## [The task]
Look through the entries below and extract exactly the lines from the one containing "[segment] whole mass" through the one containing "[segment] large tree", ends included.

(Source information Opens)

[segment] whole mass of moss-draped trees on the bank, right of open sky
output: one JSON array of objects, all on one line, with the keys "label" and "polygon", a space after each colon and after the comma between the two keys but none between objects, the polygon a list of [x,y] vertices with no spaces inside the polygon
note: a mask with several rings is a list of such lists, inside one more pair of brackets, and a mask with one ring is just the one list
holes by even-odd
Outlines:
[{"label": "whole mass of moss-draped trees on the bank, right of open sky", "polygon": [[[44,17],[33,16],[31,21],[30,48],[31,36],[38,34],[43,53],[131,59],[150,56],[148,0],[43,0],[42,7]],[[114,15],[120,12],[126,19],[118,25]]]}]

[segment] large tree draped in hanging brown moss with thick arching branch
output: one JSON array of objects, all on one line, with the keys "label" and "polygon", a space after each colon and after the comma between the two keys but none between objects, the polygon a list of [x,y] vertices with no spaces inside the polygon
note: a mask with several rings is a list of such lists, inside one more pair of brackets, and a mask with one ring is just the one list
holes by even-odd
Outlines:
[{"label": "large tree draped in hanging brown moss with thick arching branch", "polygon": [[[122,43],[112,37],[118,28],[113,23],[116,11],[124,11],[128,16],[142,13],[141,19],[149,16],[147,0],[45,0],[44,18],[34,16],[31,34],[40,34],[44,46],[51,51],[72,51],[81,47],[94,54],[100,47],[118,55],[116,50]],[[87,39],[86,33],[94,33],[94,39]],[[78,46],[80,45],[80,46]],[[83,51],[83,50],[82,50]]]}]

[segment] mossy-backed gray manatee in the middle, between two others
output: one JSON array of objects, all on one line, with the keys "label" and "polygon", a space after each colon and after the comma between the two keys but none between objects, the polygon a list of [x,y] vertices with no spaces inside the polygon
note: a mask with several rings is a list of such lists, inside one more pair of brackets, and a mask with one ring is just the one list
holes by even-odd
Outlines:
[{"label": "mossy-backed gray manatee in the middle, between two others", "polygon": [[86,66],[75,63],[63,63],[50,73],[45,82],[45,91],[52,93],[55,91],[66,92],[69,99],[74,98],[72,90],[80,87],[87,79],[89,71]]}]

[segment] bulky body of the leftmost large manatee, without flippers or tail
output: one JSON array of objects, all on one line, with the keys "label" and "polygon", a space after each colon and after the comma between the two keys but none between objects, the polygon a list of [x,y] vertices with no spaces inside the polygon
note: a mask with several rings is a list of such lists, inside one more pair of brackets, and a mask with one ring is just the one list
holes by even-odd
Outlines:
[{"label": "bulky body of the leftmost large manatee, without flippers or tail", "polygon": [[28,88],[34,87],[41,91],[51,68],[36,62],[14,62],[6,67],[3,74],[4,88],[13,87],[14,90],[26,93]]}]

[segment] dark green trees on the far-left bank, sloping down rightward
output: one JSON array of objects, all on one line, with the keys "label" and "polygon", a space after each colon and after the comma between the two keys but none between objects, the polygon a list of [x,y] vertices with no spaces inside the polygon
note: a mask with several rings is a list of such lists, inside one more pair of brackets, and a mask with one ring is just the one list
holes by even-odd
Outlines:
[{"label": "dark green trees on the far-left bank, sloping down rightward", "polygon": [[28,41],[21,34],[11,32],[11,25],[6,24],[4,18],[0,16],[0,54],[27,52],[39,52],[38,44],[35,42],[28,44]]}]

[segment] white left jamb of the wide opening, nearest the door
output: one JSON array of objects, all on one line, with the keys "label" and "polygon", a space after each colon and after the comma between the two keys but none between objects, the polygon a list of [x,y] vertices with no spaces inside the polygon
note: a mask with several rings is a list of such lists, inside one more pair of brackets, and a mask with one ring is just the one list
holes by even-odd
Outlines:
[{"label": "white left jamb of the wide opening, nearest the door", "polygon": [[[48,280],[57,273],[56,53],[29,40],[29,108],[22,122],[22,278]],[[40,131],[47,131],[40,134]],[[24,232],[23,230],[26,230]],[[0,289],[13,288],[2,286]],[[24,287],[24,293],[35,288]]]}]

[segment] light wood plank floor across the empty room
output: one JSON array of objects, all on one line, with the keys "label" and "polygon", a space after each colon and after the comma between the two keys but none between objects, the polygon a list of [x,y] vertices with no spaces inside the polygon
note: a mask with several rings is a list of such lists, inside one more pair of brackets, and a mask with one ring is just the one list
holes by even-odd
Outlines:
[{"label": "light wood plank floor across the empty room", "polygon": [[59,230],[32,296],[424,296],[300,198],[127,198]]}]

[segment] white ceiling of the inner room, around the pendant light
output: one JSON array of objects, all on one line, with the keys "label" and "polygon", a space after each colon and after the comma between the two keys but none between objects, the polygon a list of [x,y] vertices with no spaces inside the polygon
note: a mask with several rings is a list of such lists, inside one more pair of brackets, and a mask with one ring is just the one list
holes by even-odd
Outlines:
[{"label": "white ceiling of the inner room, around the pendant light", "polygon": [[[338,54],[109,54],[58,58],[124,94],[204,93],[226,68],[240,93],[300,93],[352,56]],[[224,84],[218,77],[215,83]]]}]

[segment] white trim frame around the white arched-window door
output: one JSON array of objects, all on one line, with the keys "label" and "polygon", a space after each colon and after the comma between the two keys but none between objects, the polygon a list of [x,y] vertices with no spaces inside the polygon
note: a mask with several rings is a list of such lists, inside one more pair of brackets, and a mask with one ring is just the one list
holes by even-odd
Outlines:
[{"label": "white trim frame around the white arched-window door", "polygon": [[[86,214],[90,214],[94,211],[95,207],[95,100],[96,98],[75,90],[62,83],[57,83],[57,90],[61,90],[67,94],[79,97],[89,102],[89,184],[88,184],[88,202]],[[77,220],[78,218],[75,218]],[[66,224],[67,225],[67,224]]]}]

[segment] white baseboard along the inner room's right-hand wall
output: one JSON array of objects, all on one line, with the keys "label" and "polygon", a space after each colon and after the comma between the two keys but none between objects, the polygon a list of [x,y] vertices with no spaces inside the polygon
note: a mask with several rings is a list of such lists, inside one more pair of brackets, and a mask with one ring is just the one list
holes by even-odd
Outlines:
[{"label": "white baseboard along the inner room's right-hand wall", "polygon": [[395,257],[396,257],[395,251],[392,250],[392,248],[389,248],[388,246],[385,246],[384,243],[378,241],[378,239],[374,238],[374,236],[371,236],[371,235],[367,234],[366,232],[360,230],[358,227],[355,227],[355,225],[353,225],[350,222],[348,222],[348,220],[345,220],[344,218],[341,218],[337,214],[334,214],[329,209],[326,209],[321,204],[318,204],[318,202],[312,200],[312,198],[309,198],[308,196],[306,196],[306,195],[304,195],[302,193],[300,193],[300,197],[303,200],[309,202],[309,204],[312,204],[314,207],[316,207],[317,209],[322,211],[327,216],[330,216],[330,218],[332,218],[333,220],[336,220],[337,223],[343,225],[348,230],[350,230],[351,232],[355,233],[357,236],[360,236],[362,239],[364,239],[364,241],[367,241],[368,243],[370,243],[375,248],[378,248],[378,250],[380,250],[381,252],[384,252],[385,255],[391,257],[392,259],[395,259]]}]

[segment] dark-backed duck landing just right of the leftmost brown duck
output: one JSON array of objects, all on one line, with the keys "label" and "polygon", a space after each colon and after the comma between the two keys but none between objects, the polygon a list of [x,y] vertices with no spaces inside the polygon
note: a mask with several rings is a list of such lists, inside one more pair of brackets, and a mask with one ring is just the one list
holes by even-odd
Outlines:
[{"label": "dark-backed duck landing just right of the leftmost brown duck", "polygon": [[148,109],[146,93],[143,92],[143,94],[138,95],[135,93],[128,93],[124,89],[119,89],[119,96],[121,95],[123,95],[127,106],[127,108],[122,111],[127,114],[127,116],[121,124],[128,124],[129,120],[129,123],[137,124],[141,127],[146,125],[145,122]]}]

(Source information Closes)
(Source information Opens)

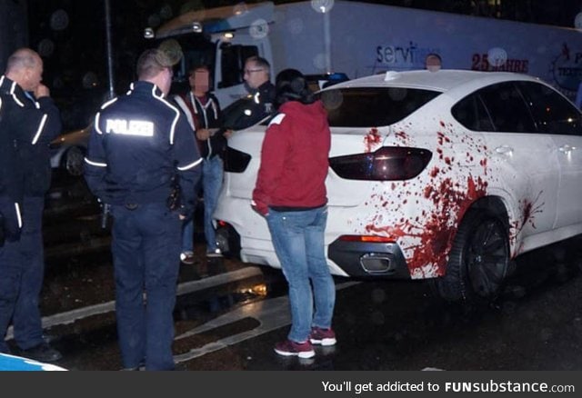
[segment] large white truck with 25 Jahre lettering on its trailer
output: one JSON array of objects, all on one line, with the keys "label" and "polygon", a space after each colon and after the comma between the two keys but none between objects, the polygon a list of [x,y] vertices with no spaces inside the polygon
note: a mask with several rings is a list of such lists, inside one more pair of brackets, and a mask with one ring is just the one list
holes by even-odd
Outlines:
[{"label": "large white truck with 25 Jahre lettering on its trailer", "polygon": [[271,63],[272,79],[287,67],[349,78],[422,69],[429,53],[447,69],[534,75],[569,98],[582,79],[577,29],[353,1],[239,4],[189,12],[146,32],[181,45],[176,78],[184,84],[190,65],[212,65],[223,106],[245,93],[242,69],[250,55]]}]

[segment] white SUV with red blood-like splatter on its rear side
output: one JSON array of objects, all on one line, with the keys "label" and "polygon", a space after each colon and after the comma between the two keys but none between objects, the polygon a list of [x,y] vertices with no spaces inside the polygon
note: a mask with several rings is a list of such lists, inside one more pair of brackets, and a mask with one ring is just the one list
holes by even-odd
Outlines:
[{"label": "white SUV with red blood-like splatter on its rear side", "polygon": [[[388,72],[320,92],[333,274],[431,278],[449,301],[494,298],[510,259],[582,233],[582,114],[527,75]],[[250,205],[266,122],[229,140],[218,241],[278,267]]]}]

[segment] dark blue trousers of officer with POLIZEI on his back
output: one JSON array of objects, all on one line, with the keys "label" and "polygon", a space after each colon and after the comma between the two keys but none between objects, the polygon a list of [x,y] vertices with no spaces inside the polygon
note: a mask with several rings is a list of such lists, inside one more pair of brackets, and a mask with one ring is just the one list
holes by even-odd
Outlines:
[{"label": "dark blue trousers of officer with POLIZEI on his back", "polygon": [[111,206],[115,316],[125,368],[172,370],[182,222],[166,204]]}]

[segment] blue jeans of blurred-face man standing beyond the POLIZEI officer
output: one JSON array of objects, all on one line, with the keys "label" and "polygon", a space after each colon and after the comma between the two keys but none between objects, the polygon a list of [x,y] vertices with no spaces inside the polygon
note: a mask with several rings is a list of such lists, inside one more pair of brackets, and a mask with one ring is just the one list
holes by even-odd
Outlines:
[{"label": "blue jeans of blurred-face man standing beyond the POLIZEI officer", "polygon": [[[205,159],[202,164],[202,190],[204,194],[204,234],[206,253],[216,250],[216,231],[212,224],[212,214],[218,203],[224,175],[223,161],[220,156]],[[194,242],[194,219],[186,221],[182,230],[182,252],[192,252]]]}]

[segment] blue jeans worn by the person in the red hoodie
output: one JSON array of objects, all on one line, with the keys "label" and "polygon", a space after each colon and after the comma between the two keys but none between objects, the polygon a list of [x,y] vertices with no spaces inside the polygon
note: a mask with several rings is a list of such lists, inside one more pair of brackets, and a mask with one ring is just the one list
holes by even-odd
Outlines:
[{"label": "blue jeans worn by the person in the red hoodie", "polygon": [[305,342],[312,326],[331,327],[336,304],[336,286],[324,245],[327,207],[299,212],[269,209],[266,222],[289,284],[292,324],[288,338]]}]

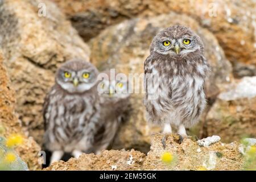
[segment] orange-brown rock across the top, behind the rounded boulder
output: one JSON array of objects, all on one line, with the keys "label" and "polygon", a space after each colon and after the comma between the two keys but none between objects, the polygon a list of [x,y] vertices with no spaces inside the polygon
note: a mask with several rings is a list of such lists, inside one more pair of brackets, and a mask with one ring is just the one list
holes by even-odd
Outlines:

(Source information Closes)
(Source information Opens)

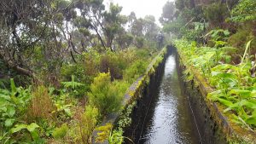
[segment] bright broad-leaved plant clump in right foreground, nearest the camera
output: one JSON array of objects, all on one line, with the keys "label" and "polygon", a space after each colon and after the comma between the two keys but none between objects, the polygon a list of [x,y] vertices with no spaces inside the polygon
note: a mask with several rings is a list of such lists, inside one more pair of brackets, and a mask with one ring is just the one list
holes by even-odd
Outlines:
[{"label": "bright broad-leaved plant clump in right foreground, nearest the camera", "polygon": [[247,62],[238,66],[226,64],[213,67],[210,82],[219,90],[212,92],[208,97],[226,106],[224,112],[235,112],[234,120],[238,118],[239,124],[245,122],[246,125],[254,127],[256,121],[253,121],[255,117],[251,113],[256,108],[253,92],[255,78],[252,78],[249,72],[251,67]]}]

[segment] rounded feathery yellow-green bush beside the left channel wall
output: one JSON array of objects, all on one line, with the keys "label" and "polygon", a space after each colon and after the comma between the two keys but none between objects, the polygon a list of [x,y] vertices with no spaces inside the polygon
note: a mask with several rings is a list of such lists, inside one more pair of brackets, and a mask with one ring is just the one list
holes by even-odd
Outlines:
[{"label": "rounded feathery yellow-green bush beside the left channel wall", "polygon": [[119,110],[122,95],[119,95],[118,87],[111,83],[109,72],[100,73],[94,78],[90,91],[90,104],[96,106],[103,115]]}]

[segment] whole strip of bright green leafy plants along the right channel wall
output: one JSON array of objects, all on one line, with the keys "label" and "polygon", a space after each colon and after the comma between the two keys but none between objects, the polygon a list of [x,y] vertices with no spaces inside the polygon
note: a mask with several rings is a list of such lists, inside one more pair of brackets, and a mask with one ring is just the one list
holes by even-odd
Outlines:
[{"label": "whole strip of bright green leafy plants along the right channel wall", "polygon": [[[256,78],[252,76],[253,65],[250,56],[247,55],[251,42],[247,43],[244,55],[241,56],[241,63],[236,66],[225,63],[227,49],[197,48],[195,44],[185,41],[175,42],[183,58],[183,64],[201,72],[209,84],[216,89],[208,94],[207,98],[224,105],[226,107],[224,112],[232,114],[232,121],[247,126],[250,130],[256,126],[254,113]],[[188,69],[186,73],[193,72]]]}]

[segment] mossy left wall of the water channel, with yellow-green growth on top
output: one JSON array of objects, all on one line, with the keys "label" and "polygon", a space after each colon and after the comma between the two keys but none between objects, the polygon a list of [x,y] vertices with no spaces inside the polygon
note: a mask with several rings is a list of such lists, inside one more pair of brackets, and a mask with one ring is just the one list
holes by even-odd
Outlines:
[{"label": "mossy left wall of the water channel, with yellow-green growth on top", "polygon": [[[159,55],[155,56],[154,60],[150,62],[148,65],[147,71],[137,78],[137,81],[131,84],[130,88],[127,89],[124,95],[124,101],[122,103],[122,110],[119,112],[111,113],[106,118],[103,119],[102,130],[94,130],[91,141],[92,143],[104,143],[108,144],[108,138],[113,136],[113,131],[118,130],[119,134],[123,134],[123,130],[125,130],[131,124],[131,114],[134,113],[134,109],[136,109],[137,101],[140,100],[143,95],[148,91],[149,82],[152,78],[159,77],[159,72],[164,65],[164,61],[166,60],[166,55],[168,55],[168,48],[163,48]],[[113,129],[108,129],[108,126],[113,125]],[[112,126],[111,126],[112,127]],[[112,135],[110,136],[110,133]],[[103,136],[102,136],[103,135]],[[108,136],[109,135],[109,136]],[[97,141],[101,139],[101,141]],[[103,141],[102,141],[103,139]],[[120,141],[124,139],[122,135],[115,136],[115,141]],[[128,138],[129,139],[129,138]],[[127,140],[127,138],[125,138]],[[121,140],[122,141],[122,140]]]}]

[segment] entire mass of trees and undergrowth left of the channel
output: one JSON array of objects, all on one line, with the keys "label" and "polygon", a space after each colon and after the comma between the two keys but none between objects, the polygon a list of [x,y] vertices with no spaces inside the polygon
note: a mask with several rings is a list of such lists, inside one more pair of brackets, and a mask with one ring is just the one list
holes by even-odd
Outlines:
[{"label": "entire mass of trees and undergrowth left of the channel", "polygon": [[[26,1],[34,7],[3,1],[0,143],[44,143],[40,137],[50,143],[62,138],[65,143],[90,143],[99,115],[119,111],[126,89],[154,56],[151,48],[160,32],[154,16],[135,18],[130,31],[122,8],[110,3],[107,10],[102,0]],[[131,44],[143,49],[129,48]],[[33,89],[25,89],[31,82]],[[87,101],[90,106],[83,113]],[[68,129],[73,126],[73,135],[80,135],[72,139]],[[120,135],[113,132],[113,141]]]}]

(Source information Closes)

## [Exercise answer]
[segment] whole mass of moss-draped trees on the bank, right of open sky
output: one JSON array of objects, all on one line, with the keys "label" and "polygon", a space after each colon and after the comma between the two keys but none between objects, the polygon a list of [x,y] vertices with no spaces inside the polygon
note: a mask with several rings is a list of such lists, inside one more pair of brackets, and a mask with one ring is just the one list
holes by even-odd
Outlines:
[{"label": "whole mass of moss-draped trees on the bank, right of open sky", "polygon": [[[44,17],[33,16],[31,21],[30,48],[31,36],[38,34],[43,53],[131,59],[150,56],[148,0],[43,0],[42,7]],[[114,15],[120,12],[126,19],[118,25]]]}]

[segment] large tree draped in hanging brown moss with thick arching branch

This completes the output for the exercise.